Assignment:
Read the entries that follow and give each one again precisely.
——————————
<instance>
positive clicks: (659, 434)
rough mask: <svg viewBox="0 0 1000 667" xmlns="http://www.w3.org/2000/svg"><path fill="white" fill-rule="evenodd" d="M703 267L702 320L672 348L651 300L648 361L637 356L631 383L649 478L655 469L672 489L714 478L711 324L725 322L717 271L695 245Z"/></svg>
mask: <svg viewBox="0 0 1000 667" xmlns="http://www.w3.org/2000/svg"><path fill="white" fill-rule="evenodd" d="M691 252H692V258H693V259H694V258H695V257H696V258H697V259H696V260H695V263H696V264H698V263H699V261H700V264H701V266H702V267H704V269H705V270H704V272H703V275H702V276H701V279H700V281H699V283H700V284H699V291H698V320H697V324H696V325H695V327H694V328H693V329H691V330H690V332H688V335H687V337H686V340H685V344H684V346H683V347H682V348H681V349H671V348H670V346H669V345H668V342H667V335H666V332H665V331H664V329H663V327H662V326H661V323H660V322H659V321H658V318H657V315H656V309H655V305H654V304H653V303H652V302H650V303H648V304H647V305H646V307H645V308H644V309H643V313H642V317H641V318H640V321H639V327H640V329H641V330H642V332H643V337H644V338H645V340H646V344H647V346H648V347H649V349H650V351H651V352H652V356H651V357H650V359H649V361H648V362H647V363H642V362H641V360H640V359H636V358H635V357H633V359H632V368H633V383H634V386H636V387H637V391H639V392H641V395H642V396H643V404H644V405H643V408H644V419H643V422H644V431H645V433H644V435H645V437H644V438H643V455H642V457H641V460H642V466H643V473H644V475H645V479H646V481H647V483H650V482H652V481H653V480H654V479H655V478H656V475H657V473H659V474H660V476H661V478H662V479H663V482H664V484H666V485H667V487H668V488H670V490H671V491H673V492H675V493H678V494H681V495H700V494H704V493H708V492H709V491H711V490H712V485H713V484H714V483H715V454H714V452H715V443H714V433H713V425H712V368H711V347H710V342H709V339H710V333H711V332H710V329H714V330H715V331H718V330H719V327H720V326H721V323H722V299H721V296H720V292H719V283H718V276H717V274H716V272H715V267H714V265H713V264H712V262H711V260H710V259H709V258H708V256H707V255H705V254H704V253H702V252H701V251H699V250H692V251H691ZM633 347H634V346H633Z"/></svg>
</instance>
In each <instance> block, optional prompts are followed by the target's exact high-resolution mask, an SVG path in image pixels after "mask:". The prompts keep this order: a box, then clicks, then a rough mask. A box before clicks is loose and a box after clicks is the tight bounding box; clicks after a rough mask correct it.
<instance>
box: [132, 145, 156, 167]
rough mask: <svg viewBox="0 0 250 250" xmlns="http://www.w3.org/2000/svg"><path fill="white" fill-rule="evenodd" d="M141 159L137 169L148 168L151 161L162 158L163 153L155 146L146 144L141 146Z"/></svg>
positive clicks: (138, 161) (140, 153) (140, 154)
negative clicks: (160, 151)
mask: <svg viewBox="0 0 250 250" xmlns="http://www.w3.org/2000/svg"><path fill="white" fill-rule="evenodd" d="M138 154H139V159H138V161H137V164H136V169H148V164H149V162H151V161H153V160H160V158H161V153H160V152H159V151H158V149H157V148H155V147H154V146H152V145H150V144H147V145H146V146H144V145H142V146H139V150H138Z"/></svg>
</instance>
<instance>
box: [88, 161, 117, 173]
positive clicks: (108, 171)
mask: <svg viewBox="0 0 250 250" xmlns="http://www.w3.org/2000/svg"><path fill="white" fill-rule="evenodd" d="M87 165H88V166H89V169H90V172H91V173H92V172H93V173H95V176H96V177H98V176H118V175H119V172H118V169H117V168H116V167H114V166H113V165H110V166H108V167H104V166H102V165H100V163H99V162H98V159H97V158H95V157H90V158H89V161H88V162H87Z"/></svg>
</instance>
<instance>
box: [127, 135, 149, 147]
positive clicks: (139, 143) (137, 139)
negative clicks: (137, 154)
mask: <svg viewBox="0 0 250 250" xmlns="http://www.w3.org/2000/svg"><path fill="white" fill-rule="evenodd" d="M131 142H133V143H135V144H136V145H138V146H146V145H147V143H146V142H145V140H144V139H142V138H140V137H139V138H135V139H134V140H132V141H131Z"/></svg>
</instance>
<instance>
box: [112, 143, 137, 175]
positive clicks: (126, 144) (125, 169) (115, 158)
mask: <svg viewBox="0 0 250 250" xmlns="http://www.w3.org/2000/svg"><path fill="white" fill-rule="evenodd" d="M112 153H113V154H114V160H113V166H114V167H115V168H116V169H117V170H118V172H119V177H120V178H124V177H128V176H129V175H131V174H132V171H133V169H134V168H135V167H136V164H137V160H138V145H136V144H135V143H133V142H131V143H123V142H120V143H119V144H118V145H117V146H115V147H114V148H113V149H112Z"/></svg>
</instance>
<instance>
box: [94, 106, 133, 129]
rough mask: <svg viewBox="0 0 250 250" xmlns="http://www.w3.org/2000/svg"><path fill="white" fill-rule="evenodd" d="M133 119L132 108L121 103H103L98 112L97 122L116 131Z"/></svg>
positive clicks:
——————————
Output below:
<instance>
positive clicks: (659, 434)
rough mask: <svg viewBox="0 0 1000 667" xmlns="http://www.w3.org/2000/svg"><path fill="white" fill-rule="evenodd" d="M703 267L702 320L672 348L651 300L648 361L637 356L631 383L649 478L655 469L672 489L714 478L711 324L725 322L717 271L695 245Z"/></svg>
mask: <svg viewBox="0 0 1000 667" xmlns="http://www.w3.org/2000/svg"><path fill="white" fill-rule="evenodd" d="M691 252H692V258H693V259H694V258H695V257H696V258H697V259H696V260H695V263H696V264H698V263H699V261H700V264H701V266H702V267H704V269H705V270H704V272H703V275H702V276H701V279H700V281H699V283H700V284H699V291H698V320H697V324H696V325H695V327H694V328H693V329H691V330H690V332H688V335H687V337H686V340H685V344H684V346H683V347H682V348H681V349H671V348H670V346H669V345H668V342H667V335H666V332H665V331H664V329H663V327H662V326H661V323H660V322H659V321H658V318H657V315H656V309H655V305H654V304H653V303H652V302H650V303H648V304H647V305H646V307H645V308H644V309H643V313H642V317H641V318H640V321H639V327H640V329H641V330H642V332H643V337H644V338H645V340H646V344H647V346H648V347H649V349H650V351H651V352H652V356H651V357H650V359H649V361H648V362H647V363H642V362H641V360H640V359H636V358H635V357H633V359H632V368H633V383H634V386H636V387H637V391H639V392H641V395H642V396H643V404H644V405H643V408H644V419H643V422H644V431H645V433H644V435H645V437H644V438H643V455H642V457H641V460H642V466H643V473H644V475H645V479H646V481H647V483H650V482H652V481H653V480H654V479H655V478H656V475H657V473H659V474H660V476H661V478H662V479H663V482H664V484H666V485H667V487H668V488H670V490H671V491H673V492H675V493H678V494H681V495H700V494H704V493H708V492H709V491H711V490H712V485H713V484H714V483H715V454H714V452H715V443H714V433H713V425H712V368H711V347H710V342H709V339H710V333H711V332H710V329H714V330H715V331H718V330H719V327H720V326H721V323H722V299H721V296H720V292H719V283H718V276H717V274H716V272H715V267H714V265H713V264H712V262H711V260H710V259H709V258H708V256H707V255H705V254H704V253H702V252H701V251H699V250H692V251H691ZM633 347H634V346H633Z"/></svg>
</instance>
In each <instance> block, optional prompts are followed by the target's exact high-resolution mask, an SVG path in image pixels after "mask:". The prompts keep this order: a box, then clicks, then a rough mask. A box before clicks is loose and a box after clicks is the tight bounding box; clicks after a rough mask correct it.
<instance>
box: [132, 145, 156, 167]
rough mask: <svg viewBox="0 0 250 250" xmlns="http://www.w3.org/2000/svg"><path fill="white" fill-rule="evenodd" d="M141 159L137 169L148 168L151 161L162 158L163 153L155 146L146 144L141 146Z"/></svg>
positive clicks: (138, 161) (140, 153) (140, 154)
negative clicks: (160, 151)
mask: <svg viewBox="0 0 250 250" xmlns="http://www.w3.org/2000/svg"><path fill="white" fill-rule="evenodd" d="M138 154H139V159H138V161H137V164H136V169H148V164H149V162H151V161H153V160H160V158H161V153H160V152H159V151H158V149H157V148H155V147H154V146H152V145H150V144H147V145H146V146H144V145H142V146H139V150H138Z"/></svg>
</instance>
<instance>
box: [88, 161, 117, 173]
positive clicks: (108, 171)
mask: <svg viewBox="0 0 250 250" xmlns="http://www.w3.org/2000/svg"><path fill="white" fill-rule="evenodd" d="M87 165H88V166H89V169H90V172H91V173H92V172H93V173H95V176H96V177H98V176H118V175H119V172H118V169H117V168H116V167H114V166H113V165H110V166H108V167H104V166H102V165H100V163H99V162H98V159H97V158H95V157H90V158H89V161H88V162H87Z"/></svg>
</instance>
<instance>
box: [127, 135, 149, 147]
positive clicks: (139, 143) (137, 139)
negative clicks: (137, 154)
mask: <svg viewBox="0 0 250 250" xmlns="http://www.w3.org/2000/svg"><path fill="white" fill-rule="evenodd" d="M131 142H133V143H135V144H136V145H138V146H146V145H147V143H146V142H145V140H144V139H142V138H140V137H139V138H135V139H134V140H132V141H131Z"/></svg>
</instance>
<instance>
box: [112, 143, 137, 175]
positive clicks: (126, 144) (125, 169) (115, 158)
mask: <svg viewBox="0 0 250 250" xmlns="http://www.w3.org/2000/svg"><path fill="white" fill-rule="evenodd" d="M112 153H113V154H114V160H113V166H114V167H115V168H116V169H117V170H118V172H119V177H120V178H124V177H128V176H129V175H131V174H132V171H133V169H134V168H135V167H136V164H137V160H138V145H136V144H135V143H133V142H131V143H123V142H120V143H119V144H118V145H117V146H115V147H114V148H113V149H112Z"/></svg>
</instance>
<instance>
box: [94, 106, 133, 129]
rough mask: <svg viewBox="0 0 250 250" xmlns="http://www.w3.org/2000/svg"><path fill="white" fill-rule="evenodd" d="M133 119L132 108L121 103H103L98 112L97 122L116 131Z"/></svg>
positive clicks:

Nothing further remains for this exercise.